→ **PROBLEM TO SOLVE**: Return, from the data below, each line that contains the word "test".

→ **GIVEN RECORDS**:
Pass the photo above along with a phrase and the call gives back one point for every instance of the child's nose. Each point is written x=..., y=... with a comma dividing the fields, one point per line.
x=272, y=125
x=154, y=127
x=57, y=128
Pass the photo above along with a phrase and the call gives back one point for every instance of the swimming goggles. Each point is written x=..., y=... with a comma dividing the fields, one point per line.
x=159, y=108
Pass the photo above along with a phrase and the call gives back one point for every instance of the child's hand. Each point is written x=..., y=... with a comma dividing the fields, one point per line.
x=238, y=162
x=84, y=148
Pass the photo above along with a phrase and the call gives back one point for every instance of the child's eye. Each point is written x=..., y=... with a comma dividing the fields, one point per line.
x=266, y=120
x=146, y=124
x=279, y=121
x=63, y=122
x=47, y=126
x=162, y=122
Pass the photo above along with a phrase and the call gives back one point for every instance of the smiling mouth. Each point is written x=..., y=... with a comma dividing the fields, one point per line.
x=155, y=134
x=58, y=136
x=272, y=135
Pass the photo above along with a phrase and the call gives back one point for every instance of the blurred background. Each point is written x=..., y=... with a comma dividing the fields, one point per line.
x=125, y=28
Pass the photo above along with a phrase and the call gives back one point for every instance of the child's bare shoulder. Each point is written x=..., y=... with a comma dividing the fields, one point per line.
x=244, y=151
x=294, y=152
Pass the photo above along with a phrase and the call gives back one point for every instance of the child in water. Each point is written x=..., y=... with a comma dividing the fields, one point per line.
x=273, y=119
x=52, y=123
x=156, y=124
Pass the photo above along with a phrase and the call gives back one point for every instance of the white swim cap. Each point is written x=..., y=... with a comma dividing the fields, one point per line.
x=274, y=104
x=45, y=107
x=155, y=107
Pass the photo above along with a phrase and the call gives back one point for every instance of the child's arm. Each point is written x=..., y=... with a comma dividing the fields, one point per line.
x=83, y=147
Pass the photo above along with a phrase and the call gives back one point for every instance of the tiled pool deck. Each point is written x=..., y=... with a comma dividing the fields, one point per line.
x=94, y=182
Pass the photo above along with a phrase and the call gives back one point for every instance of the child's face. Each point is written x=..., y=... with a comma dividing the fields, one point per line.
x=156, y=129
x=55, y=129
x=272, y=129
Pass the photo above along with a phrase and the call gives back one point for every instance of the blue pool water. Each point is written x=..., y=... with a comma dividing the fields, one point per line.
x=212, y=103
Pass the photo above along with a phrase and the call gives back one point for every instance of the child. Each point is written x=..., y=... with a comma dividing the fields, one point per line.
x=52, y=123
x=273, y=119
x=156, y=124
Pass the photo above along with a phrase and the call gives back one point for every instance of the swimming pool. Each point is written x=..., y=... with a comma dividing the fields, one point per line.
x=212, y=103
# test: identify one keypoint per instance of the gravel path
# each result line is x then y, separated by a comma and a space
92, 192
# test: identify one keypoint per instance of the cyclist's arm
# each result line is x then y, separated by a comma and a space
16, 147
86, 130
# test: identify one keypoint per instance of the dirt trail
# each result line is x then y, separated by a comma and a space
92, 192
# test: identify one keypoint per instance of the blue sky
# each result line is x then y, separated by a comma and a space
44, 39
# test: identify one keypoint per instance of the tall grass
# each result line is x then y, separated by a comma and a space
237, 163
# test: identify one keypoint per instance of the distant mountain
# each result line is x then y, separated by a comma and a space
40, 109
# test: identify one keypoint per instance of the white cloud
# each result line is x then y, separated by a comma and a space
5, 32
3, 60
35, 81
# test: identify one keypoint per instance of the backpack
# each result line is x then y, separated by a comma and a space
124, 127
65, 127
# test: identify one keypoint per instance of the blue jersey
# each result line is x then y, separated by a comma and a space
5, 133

→ **ANSWER AREA**:
# test: identify one keypoint per instance of the gravel path
# test: identify one keypoint per instance of the cyclist's arm
# test: identify one keypoint per instance of the dirt trail
# test: identify one keypoint per instance of the blue sky
# test: identify one keypoint per instance of the tall grass
# test: identify one keypoint per instance of the distant mountain
# test: identify one keypoint per instance of the white cloud
# test: identify one keypoint per instance of the backpack
# test: identify one keypoint per instance of the blue jersey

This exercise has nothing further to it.